Task to complete —
The listing below is to be output in its exact form.

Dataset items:

%%

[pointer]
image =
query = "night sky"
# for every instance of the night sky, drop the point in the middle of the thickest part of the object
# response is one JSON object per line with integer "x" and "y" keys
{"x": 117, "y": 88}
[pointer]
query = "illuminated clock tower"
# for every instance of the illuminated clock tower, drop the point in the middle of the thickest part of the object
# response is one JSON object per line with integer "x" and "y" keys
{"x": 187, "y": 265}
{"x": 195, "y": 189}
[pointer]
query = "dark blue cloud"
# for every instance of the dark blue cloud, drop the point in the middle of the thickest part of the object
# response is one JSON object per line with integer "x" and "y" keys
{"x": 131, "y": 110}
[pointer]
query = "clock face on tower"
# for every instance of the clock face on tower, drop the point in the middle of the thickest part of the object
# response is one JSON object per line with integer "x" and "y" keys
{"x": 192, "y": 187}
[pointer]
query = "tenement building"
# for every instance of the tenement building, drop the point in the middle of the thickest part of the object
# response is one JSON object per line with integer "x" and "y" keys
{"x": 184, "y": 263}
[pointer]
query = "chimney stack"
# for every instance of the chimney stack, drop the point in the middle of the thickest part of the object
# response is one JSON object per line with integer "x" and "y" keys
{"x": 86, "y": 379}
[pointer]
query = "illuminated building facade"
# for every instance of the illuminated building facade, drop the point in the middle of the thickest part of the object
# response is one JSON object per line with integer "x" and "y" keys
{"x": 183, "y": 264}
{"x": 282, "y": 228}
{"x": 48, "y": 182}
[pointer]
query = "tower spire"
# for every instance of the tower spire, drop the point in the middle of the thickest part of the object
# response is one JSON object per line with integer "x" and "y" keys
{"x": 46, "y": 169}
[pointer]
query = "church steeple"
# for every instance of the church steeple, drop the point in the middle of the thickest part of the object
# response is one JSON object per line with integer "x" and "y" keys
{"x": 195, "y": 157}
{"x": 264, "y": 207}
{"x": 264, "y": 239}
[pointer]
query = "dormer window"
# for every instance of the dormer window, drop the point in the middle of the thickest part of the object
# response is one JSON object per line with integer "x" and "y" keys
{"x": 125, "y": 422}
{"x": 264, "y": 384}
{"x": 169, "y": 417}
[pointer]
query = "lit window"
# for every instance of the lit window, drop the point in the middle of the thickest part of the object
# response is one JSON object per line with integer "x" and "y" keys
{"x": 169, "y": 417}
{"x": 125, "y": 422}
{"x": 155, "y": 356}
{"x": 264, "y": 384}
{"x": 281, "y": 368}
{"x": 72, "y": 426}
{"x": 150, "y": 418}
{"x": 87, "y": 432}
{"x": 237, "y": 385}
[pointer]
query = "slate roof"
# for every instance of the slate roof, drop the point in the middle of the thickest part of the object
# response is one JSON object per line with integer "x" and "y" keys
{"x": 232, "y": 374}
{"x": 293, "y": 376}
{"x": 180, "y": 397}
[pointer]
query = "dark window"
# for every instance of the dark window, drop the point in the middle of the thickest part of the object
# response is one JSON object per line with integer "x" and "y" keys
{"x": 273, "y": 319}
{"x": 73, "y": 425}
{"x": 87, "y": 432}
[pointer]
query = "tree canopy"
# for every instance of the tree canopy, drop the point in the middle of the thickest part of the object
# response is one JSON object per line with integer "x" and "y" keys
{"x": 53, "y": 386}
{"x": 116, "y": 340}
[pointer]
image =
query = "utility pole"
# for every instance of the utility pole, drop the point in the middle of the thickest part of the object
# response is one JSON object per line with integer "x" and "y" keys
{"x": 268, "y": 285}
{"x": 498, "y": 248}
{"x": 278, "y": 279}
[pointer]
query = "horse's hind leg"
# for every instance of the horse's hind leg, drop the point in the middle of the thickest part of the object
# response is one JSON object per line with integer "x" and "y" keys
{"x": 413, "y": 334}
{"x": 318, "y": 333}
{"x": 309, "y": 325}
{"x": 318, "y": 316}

%%

Written solution —
[pointer]
image =
query = "night sky"
# for every instance of the night sky, drop the point in the middle of the thickest part of the object
# response is one JSON object per line with integer "x" and "y" keys
{"x": 117, "y": 88}
[pointer]
query = "illuminated clock tower"
# for every instance of the illuminated clock tower, drop the point in the middle of the thickest part of the object
# response is one JSON object per line with integer "x" and "y" keys
{"x": 187, "y": 265}
{"x": 195, "y": 189}
[pointer]
query = "dark blue cloud"
# for every instance of the dark blue cloud, drop the point in the middle of the thickest part of the object
# response is one JSON object per line with integer "x" and "y" keys
{"x": 131, "y": 110}
[pointer]
query = "clock face on tower"
# for every instance of the clock face on tower, drop the point in the middle of the thickest part of the object
# response is one JSON object per line with integer "x" and "y" keys
{"x": 192, "y": 187}
[pointer]
query = "tenement building"
# for every instance of the tenement building, drop the point in the middle of the thickest part of the object
# response is one JSON object per line with integer "x" and "y" keys
{"x": 184, "y": 263}
[pointer]
query = "chimney stack"
# for every instance of the chimney stack, drop the point in the middle of the thickest part of the object
# response is one JSON object per line with integer "x" and "y" keys
{"x": 86, "y": 379}
[pointer]
query = "illuminated building facade"
# for every instance of the illuminated building facade, drop the point in the middle of the thickest part of the object
# response is one JSON object per line with integer "x" and "y" keys
{"x": 183, "y": 264}
{"x": 282, "y": 228}
{"x": 48, "y": 182}
[pointer]
query = "tower spire"
# for every instance of the tower spire, drop the point in the middle of the thickest part of the object
# response is one JSON object per line with integer "x" and "y" keys
{"x": 46, "y": 169}
[pointer]
query = "church steeple"
# for every instance of the church steeple, drop the point in the middle of the thickest part of the object
# response is one JSON object per line with integer "x" and "y" keys
{"x": 195, "y": 157}
{"x": 264, "y": 207}
{"x": 264, "y": 239}
[pointer]
query = "dormer window"
# for every instance of the dormer window, drop the point in the middle of the thickest part of the object
# response is one JSON object per line with integer "x" and "y" keys
{"x": 125, "y": 422}
{"x": 264, "y": 384}
{"x": 169, "y": 417}
[pointer]
query = "lit window"
# for every instance of the lit window, drop the point in the middle of the thickest part of the object
# response is one JSON object per line with integer "x" and "y" keys
{"x": 169, "y": 417}
{"x": 125, "y": 422}
{"x": 155, "y": 356}
{"x": 264, "y": 384}
{"x": 281, "y": 368}
{"x": 72, "y": 426}
{"x": 150, "y": 418}
{"x": 87, "y": 432}
{"x": 237, "y": 385}
[pointer]
query = "slate roof"
# for every instance of the slate roof, drop the point in the middle of the thickest part of the object
# response is one JSON object per line with integer "x" and "y" keys
{"x": 232, "y": 374}
{"x": 293, "y": 376}
{"x": 180, "y": 397}
[pointer]
query = "dark window"
# for every instance of the dark window, drop the point in the middle of the thickest part of the object
# response is one JSON object per line with integer "x" and "y" keys
{"x": 273, "y": 319}
{"x": 73, "y": 425}
{"x": 87, "y": 432}
[pointer]
query = "tree canopy"
# for every instance of the tree canopy, drop the point in the middle of the thickest part of the object
# response is one JSON object per line with integer "x" and "y" keys
{"x": 53, "y": 386}
{"x": 116, "y": 340}
[pointer]
image =
query = "utility pole"
# for every instance of the utility pole, drop the point in the middle of the thickest part of the object
# response is one JSON object per line with integer "x" and "y" keys
{"x": 268, "y": 285}
{"x": 498, "y": 248}
{"x": 278, "y": 279}
[pointer]
query = "horse's hind leg"
# for every instance of the horse's hind leg, drop the point in the middle of the thickest part of the object
# response is one JSON object per line with integer "x" and "y" keys
{"x": 413, "y": 334}
{"x": 318, "y": 333}
{"x": 309, "y": 325}
{"x": 318, "y": 316}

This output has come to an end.